### What is expected
Update all the material below by changing every "integer pixels" to "whole-number pixels" and leaving everything else as it is. Leave the pictures out of your answer.

### Data for this exercise
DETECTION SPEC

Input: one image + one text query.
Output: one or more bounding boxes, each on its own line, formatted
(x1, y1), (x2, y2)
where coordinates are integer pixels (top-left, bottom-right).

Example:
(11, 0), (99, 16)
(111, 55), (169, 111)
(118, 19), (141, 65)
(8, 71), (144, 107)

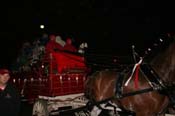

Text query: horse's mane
(150, 35), (175, 81)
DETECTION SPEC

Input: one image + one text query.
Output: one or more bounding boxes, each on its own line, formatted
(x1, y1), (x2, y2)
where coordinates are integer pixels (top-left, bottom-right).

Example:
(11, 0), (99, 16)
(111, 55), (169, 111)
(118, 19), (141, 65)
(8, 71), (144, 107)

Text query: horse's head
(151, 35), (175, 82)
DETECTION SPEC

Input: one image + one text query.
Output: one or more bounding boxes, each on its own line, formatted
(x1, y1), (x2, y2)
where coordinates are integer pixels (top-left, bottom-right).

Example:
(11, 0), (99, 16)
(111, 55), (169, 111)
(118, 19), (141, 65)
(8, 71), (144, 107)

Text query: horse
(85, 37), (175, 116)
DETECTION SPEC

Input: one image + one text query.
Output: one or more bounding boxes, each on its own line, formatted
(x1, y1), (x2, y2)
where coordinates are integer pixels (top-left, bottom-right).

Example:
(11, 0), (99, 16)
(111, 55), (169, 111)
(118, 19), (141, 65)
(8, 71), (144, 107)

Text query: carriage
(11, 51), (90, 116)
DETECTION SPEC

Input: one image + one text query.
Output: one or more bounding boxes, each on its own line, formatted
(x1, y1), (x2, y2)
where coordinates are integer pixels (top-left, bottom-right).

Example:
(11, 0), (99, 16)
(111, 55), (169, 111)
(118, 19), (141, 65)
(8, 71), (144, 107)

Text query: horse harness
(115, 63), (175, 105)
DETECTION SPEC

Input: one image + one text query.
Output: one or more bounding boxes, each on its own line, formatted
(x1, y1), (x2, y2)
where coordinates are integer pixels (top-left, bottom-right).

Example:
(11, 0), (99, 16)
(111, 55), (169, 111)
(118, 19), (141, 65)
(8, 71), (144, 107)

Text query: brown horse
(85, 35), (175, 116)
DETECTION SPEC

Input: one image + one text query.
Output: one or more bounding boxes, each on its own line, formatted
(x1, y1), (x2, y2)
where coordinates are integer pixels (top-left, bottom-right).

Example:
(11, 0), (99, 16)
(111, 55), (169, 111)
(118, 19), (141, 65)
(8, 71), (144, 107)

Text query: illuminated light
(159, 38), (163, 42)
(18, 79), (21, 82)
(114, 59), (117, 62)
(41, 65), (44, 68)
(76, 77), (78, 81)
(60, 75), (63, 80)
(13, 79), (16, 83)
(30, 78), (34, 81)
(40, 25), (44, 29)
(154, 43), (158, 46)
(24, 79), (27, 82)
(148, 48), (151, 51)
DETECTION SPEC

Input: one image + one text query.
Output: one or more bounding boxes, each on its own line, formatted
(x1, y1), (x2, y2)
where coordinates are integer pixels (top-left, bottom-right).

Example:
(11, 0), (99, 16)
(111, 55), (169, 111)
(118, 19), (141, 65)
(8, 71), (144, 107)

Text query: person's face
(0, 73), (10, 85)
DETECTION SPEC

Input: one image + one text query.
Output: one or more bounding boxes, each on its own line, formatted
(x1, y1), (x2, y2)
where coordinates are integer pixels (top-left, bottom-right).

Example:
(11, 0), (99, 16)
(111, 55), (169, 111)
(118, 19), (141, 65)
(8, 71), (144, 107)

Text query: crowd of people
(12, 33), (88, 71)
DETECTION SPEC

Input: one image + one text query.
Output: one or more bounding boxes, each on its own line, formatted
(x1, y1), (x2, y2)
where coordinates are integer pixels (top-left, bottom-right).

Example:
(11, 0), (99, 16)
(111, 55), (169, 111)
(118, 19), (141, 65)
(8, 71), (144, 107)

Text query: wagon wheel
(32, 99), (49, 116)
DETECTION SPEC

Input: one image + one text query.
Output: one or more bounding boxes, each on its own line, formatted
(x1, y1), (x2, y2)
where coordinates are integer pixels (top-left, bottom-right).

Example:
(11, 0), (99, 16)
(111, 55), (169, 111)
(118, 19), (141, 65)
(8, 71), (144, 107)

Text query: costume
(64, 38), (77, 52)
(0, 83), (20, 116)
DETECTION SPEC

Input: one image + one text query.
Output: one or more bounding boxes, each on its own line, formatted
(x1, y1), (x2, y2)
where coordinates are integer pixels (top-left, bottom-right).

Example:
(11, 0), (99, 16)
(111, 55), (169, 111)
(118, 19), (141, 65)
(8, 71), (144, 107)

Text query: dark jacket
(0, 83), (20, 116)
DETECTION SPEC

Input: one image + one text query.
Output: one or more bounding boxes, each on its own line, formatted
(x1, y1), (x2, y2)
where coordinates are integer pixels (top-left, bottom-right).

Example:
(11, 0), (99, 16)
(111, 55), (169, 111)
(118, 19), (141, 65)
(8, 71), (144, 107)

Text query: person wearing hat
(0, 69), (20, 116)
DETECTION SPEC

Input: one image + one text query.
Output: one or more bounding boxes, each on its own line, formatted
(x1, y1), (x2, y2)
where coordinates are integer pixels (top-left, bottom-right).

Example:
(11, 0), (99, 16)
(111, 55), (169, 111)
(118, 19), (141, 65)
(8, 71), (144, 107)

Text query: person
(0, 69), (21, 116)
(46, 35), (63, 53)
(63, 38), (77, 52)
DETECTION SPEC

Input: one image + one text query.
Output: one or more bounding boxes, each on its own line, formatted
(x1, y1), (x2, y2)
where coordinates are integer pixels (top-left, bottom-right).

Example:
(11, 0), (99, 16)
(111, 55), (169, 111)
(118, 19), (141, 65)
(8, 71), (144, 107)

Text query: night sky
(0, 0), (175, 66)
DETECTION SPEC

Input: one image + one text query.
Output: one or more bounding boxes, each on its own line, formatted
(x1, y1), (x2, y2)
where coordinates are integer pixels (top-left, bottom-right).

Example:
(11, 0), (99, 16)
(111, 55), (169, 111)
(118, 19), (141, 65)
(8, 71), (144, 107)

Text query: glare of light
(159, 38), (163, 42)
(148, 48), (151, 51)
(40, 25), (44, 29)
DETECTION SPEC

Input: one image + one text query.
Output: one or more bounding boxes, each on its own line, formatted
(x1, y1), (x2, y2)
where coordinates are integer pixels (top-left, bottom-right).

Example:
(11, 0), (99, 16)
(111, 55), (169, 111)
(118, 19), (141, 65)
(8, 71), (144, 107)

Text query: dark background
(0, 0), (175, 66)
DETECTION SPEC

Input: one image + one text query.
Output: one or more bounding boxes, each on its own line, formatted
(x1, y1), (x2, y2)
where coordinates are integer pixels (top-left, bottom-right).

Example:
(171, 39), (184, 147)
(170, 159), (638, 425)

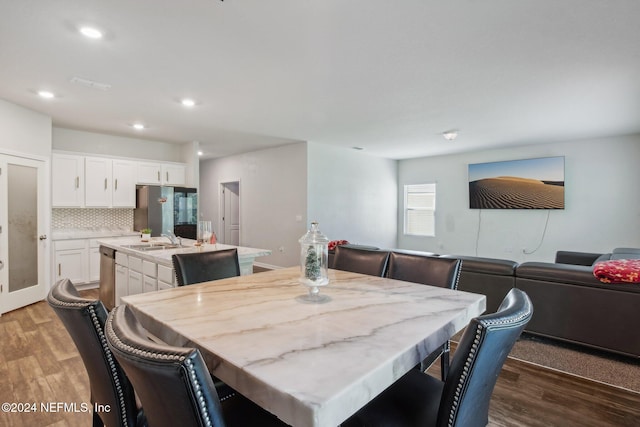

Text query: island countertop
(98, 237), (271, 267)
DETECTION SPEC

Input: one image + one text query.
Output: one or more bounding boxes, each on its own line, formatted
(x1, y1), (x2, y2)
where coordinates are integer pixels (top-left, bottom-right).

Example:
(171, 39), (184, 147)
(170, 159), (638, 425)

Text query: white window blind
(404, 184), (436, 236)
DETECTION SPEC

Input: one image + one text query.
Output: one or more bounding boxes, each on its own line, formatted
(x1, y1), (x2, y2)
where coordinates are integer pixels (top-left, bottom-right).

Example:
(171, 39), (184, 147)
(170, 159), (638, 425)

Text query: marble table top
(122, 267), (486, 427)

### Written solution
DETECTION SPEC

Input: one image + one text query.
Output: one or more bounding boxes, each on its own line, formatted
(x1, y1), (x2, y2)
where coordinates are whole-number pixels (top-left, bottom-right).

Example:
(11, 0), (99, 16)
(111, 55), (169, 111)
(118, 19), (141, 65)
(8, 71), (144, 107)


Text query: horse's mane
(150, 35), (175, 81)
DETECTION SPEC

Input: one image + one text query.
Output: one or more bounding boxes, each on its own line, formatted
(x1, y1), (x2, y2)
where coordinates are whole-number pixels (top-left, bottom-right).

Example:
(11, 0), (99, 16)
(111, 55), (169, 111)
(118, 19), (141, 65)
(8, 71), (144, 107)

Text query: horse's head
(151, 35), (175, 82)
DETECTION SPEC

Input: one image + one text query.
Output: one or more bounding boxes, each on its own line, formatted
(x1, y1), (x2, y2)
where coordinates are whole-number pixels (top-left, bottom-right).

Example:
(11, 0), (99, 16)
(111, 55), (169, 111)
(118, 19), (141, 65)
(8, 71), (144, 107)

Text query: horse
(85, 37), (175, 116)
DETECTION SPEC

Input: one image + one text query.
Output: one or more bounding boxes, each on its own line, formatted
(x1, y1), (x2, y2)
where coordinates are whole-number pixels (top-left, bottom-right).

Example:
(11, 0), (99, 16)
(111, 55), (169, 111)
(118, 19), (141, 65)
(8, 71), (144, 107)

Text query: carriage
(11, 51), (90, 116)
DETECTION SPEC

Input: one image + one text query.
Output: one or more bounding boxes, each on its own line, formatted
(x1, y1), (x2, y2)
where coordinates are whole-number pixels (top-left, bottom-right).

Example:
(11, 0), (99, 16)
(111, 55), (169, 111)
(118, 19), (141, 65)
(8, 71), (144, 107)

Text query: horse harness
(115, 63), (175, 105)
DETECTION SPEC

Input: one image + one text query.
Output: one or more bounding boxes, each on its own line, formatted
(x1, y1), (x2, y2)
where coordinates are whole-number pixels (top-left, bottom-right).

Example:
(11, 0), (99, 16)
(111, 55), (169, 111)
(118, 19), (141, 65)
(8, 71), (144, 107)

Text query: brown horse
(85, 35), (175, 116)
DETECTION SPEC

Input: one image + one text query.
Output: one or more bounding boxes, each on its own line, formatted
(x1, y1), (x2, y2)
where coordinates are whole-number pixels (top-left, bottom-right).

Example:
(11, 0), (99, 16)
(111, 55), (169, 111)
(118, 19), (141, 65)
(8, 71), (144, 107)

Text query: illuminated light
(159, 38), (163, 42)
(18, 79), (21, 82)
(114, 59), (117, 62)
(41, 65), (44, 68)
(76, 77), (78, 81)
(60, 75), (63, 80)
(13, 79), (16, 83)
(30, 78), (34, 81)
(40, 25), (44, 29)
(154, 43), (158, 46)
(24, 79), (27, 82)
(148, 48), (151, 51)
DETECTION SPEC

Input: one image + one text query.
Output: one or more bounding boxes, each on its own line, formatted
(x1, y1), (x2, y2)
where coordinates are whole-number pixels (top-left, bottom-right).

Example:
(11, 0), (99, 16)
(111, 55), (169, 111)
(118, 19), (141, 65)
(8, 71), (144, 107)

Text query: person's face
(0, 73), (10, 85)
DETECTION SPEC

Input: one image + one text query.
Output: one or more bounding boxes, each on its own line, formatted
(x1, y1), (x2, y2)
where coordinates are whole-number pixels (top-left, bottom-right).

Example:
(11, 0), (99, 16)
(111, 55), (169, 111)
(118, 19), (141, 65)
(8, 71), (144, 107)

Text query: crowd of people
(12, 33), (88, 71)
DETECTION SPEC

Input: one image + one text query.
Output: one or more bounding boxes, each on its own line, formatted
(x1, y1), (x2, y2)
where coordinates are whole-number pixels (top-left, bottom-right).

Example:
(11, 0), (99, 16)
(111, 55), (169, 111)
(118, 19), (141, 65)
(8, 71), (144, 107)

Text query: wagon wheel
(32, 99), (49, 116)
DETECTION SPEC

Input: one image + one text query.
Output: one or more bounding boxes, each on its own line, formatted
(x1, y1), (x2, y2)
where coordinates are whole-number pixels (top-left, bottom-right).

Example:
(11, 0), (99, 16)
(111, 55), (169, 111)
(118, 19), (141, 65)
(8, 71), (144, 107)

Text query: costume
(64, 38), (77, 52)
(0, 83), (20, 116)
DETECTION SPEC

Input: one image + one text query.
Output: one or more bounding boxes, each on its own line, formatted
(x1, y1), (x2, y2)
where coordinates are whole-number pixels (top-left, bottom-right).

Example:
(11, 0), (99, 16)
(111, 55), (169, 111)
(118, 19), (141, 65)
(8, 71), (144, 107)

Text query: dark jacket
(0, 83), (20, 116)
DETECTION SPEC

Input: one image + one text query.
Output: one or more bounding boxes, each on its own line, formatted
(x1, y1), (x2, y2)
where coordinates are whole-number pixels (top-left, bottom-right).

Example:
(11, 0), (99, 16)
(111, 55), (169, 111)
(118, 19), (141, 65)
(8, 71), (144, 107)

Text query: person wearing hat
(0, 69), (20, 116)
DETECTION SPEC

Input: one image + one text query.
Output: one or more bounding boxes, each on its own line, formatted
(x1, y1), (x2, y2)
where coordinates are whole-number pixels (top-left, bottom-right).

Example:
(11, 0), (99, 16)
(111, 55), (169, 111)
(118, 19), (141, 65)
(8, 71), (144, 107)

Text query: person
(0, 69), (21, 116)
(46, 35), (63, 53)
(63, 38), (77, 52)
DETECTION SPEC

Input: one image + one text query.
Output: one or more bounding boxes, each on its own line, formatted
(x1, y1), (x2, y2)
where coordinates are whole-number pixels (top-left, bottom-right).

Example:
(11, 0), (99, 16)
(111, 55), (169, 111)
(118, 19), (141, 65)
(8, 71), (144, 107)

Text query: night sky
(0, 0), (175, 66)
DETECTION SPEC

Input: one image + one text query.
Output: one or more bounding boxes, each on its own line, formatted
(x1, y1), (x2, y2)
where coordinates are whole-number pixels (top-left, bottom-right).

Example:
(11, 0), (99, 16)
(111, 55), (169, 111)
(118, 19), (141, 65)
(8, 71), (144, 107)

Text query: glare of light
(159, 38), (163, 42)
(148, 48), (151, 51)
(40, 25), (44, 29)
DETECTION SPEC

Input: one image + one text query.
Output: one or more bounding boxes, each on its own line, formatted
(x1, y1), (x2, y2)
where coordinates are whole-number pixels (top-left, bottom-right).

Example:
(11, 0), (99, 16)
(111, 55), (169, 111)
(118, 19), (141, 65)
(8, 71), (144, 107)

Text query: dark background
(0, 0), (175, 66)
DETECTION SPEC

Input: one image + one text query.
Output: one or more bounding boxes, each on its own line, formatted
(x1, y1), (x2, y2)
where coordinates are whole-number pixels (top-left, bottom-right).

Example:
(171, 39), (184, 147)
(170, 159), (638, 425)


Text query: island countertop
(98, 237), (271, 267)
DETECTION SPEC

Input: one image + one text query.
Output: one or more bounding boxes, each on its own line, formatted
(x1, y1), (x2, y2)
where coordinates are whole-number pixels (top-left, bottom-right).

Example:
(171, 39), (184, 147)
(170, 159), (638, 425)

Text query: white window blind
(404, 184), (436, 236)
DETECTION SPEC

Input: one image + one text query.
Output: one or more bounding boxes, each on its own line, formatted
(x1, y1), (x2, y2)
where coordinates are whole-number pixels (top-left, bottom-right).

Example:
(171, 39), (184, 147)
(170, 159), (638, 425)

Text query: marble table top
(122, 267), (486, 427)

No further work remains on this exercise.